Wanda Engel
Por WandaEngel -
Neste episódio, vamos tratar das chamadas metodologias – instrumentos, disponibilizados às escolas do Jovem de Futuro, para o alcance de suas metas de desempenho e de fluxo. As metodologias representavam um verdadeiro fermento na “receita do bolo” do Jovem de Futuro.
Algumas metodologias eram responsáveis pela motivação, mobilização e comprometimento de professores, alunos, familiares e membros da comunidade do entorno, e pela melhoria das práticas docentes. Outras, pelo estabelecimento de vínculos entre educação e trabalho, ou pelo aprofundamento de temas considerados cruciais para o futuro dos jovens.
No episódio anterior, foram apresentados alguns fatores que poderiam ser associados ao êxito do Jovem de Futuro. Além daqueles mais objetivos (apoio a professores, alunos, direção e melhoria da infraestrutura), surgiram outros, de cunho mais intangível, como mobilização, incentivos e temor a sanções, com considerável influência sobre os resultados.
As metodologias de mobilização visavam colocar “todos na mesma página”, criar um sentimento de identidade grupal, compartilhar desejos, enfim, irmanar os atores envolvidos, no enfrentamento aos desafios comuns.
Em outras palavras, elas eram responsáveis por “preencher de ânimo” (alma) a proposta do Jovem de Futuro, constituindo, sem dúvida um dos seus mais importantes fatores de êxito.
No campo das metodologias de mobilização, e seguindo uma ordem cronológica, vamos começar pelo SuperAção, pois era a primeira a ser executada nas escolas que aderiam ao Jovem de Futuro.
A chegada do Jovem de Futuro na escola era marcada por um consistente processo de divulgação, junto à comunidade escolar e seu entorno, que culminava com um grande evento, denominado SuperAção na Escola. Este evento era também realizado no início dos dois outros anos do projeto, com ênfase em diferentes temas.
Apesar de o foco principal ser a melhoria da infraestrutura, o SuperAção era uma metodologia de mobilização de pais, alunos, professores e voluntários, em função do Plano Estratégico da escola e de seus desafios.
Realizada no início dos anos letivos, o SuperAção era um choque de renovação da esperança e de engajamento da comunidade escolar, com os compromissos da escola, no sentido da melhoria de seus resultados.

__Dados registrados__
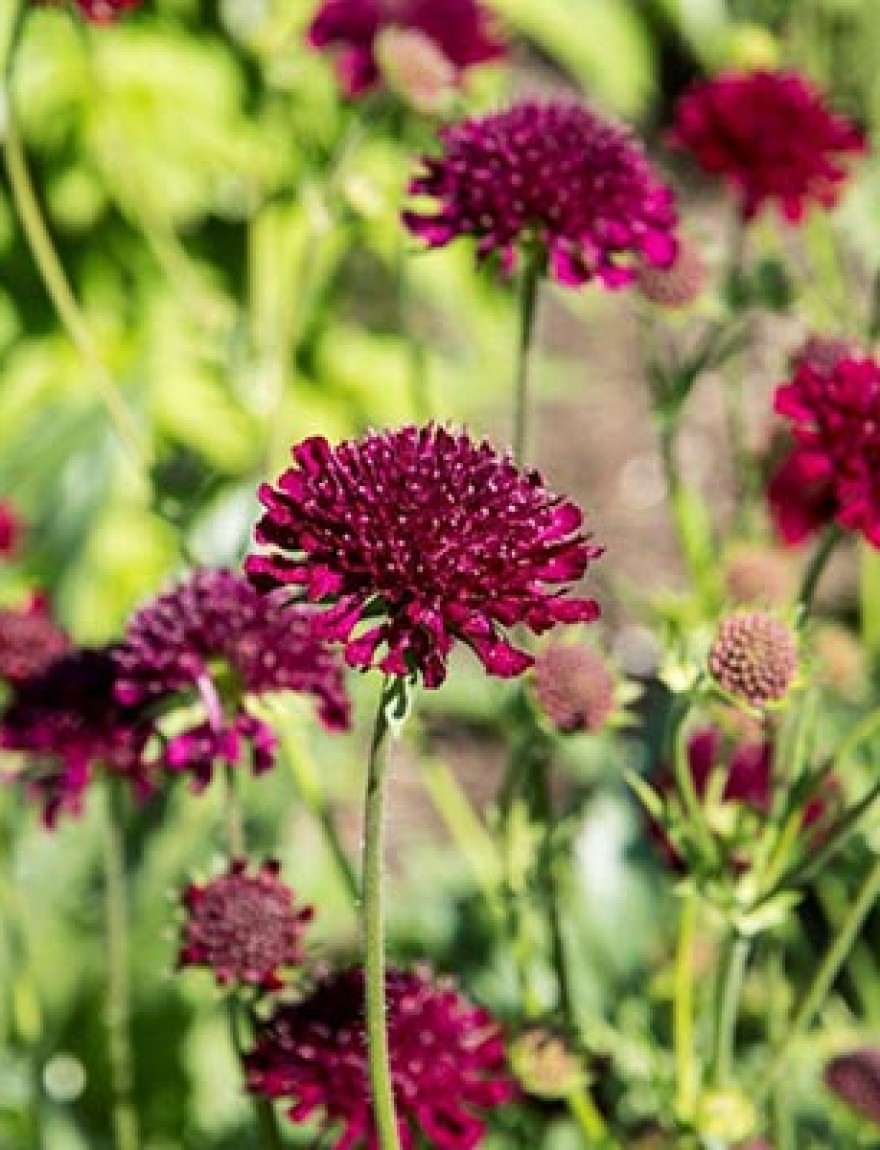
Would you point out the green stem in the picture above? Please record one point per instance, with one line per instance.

...

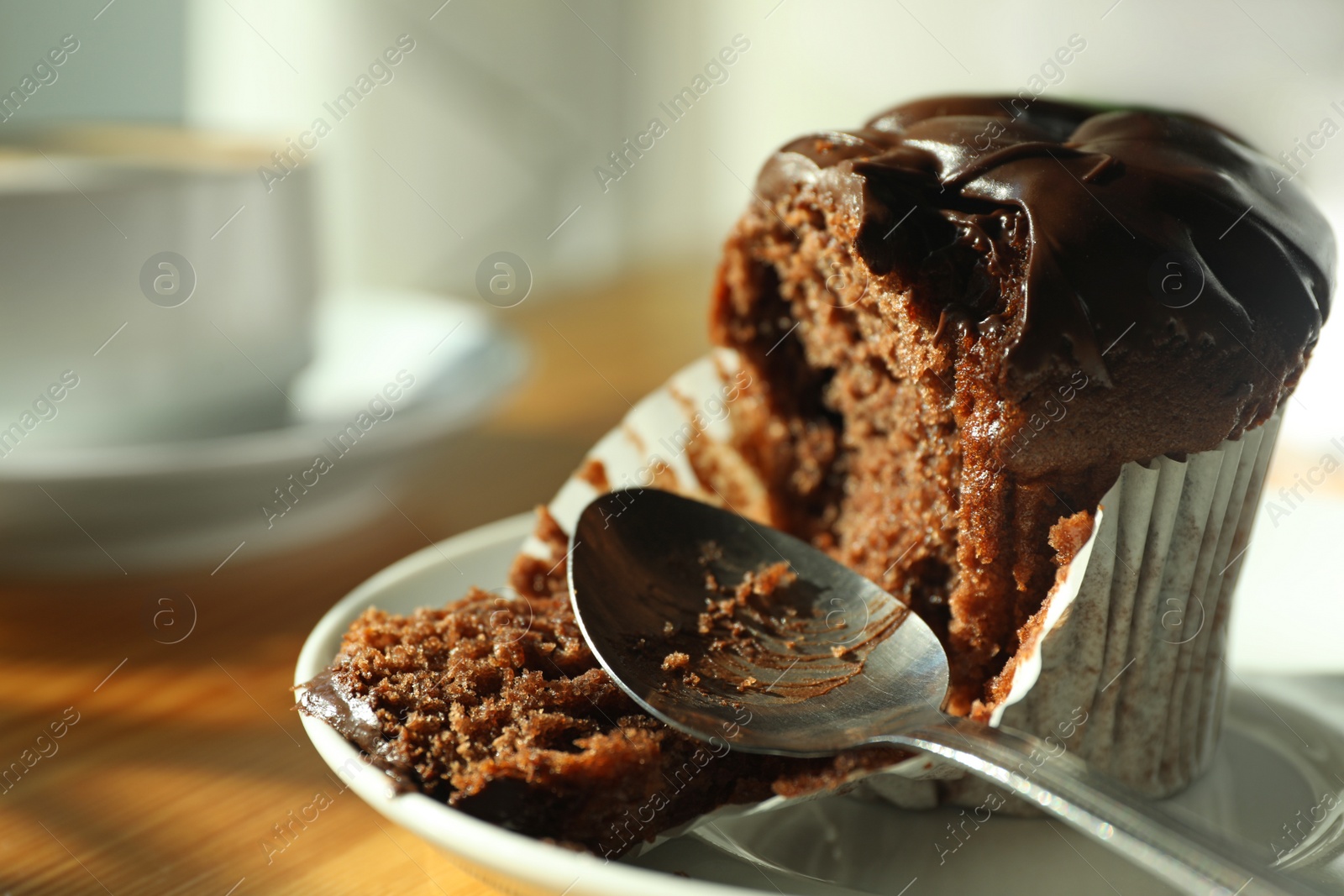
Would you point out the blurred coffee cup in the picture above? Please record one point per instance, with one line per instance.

--

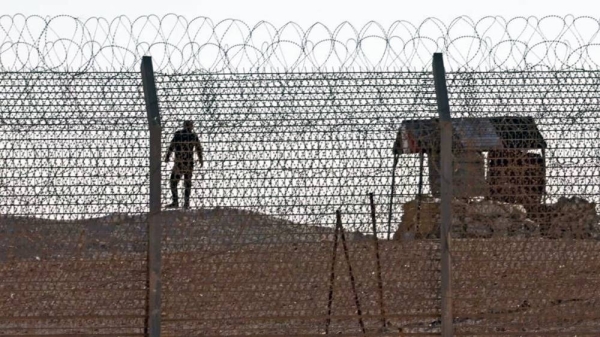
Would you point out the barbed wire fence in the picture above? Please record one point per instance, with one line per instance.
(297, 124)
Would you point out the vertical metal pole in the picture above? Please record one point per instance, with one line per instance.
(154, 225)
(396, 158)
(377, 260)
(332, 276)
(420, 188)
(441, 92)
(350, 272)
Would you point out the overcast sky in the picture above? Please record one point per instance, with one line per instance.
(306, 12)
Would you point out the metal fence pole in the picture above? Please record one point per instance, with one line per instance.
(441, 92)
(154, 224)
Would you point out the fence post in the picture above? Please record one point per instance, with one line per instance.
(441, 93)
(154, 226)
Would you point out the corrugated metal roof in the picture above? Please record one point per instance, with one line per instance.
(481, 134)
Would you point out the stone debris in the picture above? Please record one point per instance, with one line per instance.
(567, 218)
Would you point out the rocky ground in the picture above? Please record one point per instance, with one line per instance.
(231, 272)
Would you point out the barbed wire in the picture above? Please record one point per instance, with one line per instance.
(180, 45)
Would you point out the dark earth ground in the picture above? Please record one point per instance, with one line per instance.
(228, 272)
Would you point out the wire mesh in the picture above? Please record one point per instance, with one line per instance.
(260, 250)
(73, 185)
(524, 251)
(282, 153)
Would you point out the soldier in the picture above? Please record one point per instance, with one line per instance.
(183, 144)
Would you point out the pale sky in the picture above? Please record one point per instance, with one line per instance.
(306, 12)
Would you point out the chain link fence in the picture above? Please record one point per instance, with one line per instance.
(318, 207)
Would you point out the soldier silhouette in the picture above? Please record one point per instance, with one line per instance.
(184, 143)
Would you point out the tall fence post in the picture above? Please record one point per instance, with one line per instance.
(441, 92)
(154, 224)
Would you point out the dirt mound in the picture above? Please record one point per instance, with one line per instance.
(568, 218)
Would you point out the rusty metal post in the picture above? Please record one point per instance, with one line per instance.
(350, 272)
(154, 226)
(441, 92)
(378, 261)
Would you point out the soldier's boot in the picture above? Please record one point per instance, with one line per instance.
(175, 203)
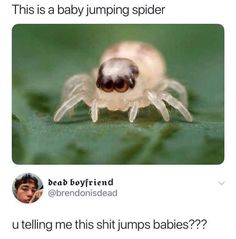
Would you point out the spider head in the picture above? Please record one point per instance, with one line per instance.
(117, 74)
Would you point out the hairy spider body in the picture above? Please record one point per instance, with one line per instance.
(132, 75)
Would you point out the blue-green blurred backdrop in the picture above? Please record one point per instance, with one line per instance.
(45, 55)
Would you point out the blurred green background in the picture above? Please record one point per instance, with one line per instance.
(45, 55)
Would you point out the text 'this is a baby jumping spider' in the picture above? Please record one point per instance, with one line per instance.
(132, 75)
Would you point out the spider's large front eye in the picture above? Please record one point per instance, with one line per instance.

__Instrução__
Resuma em duas frases o texto sobre as metodologias do Jovem de Futuro. A listagem não tem nenhum papel nesta atividade.

__Resposta__
As metodologias eram instrumentos oferecidos às escolas do Jovem de Futuro para alcançar metas de desempenho e de fluxo, e as de mobilização buscavam irmanar os atores envolvidos diante de desafios comuns, constituindo um dos mais importantes fatores de êxito do projeto. A primeira delas era o SuperAção, grande evento realizado na chegada do projeto à escola e no início dos dois anos seguintes, que, embora focado na melhoria da infraestrutura, mobilizava pais, alunos, professores e voluntários e renovava a esperança e o engajamento da comunidade escolar com os compromissos da escola.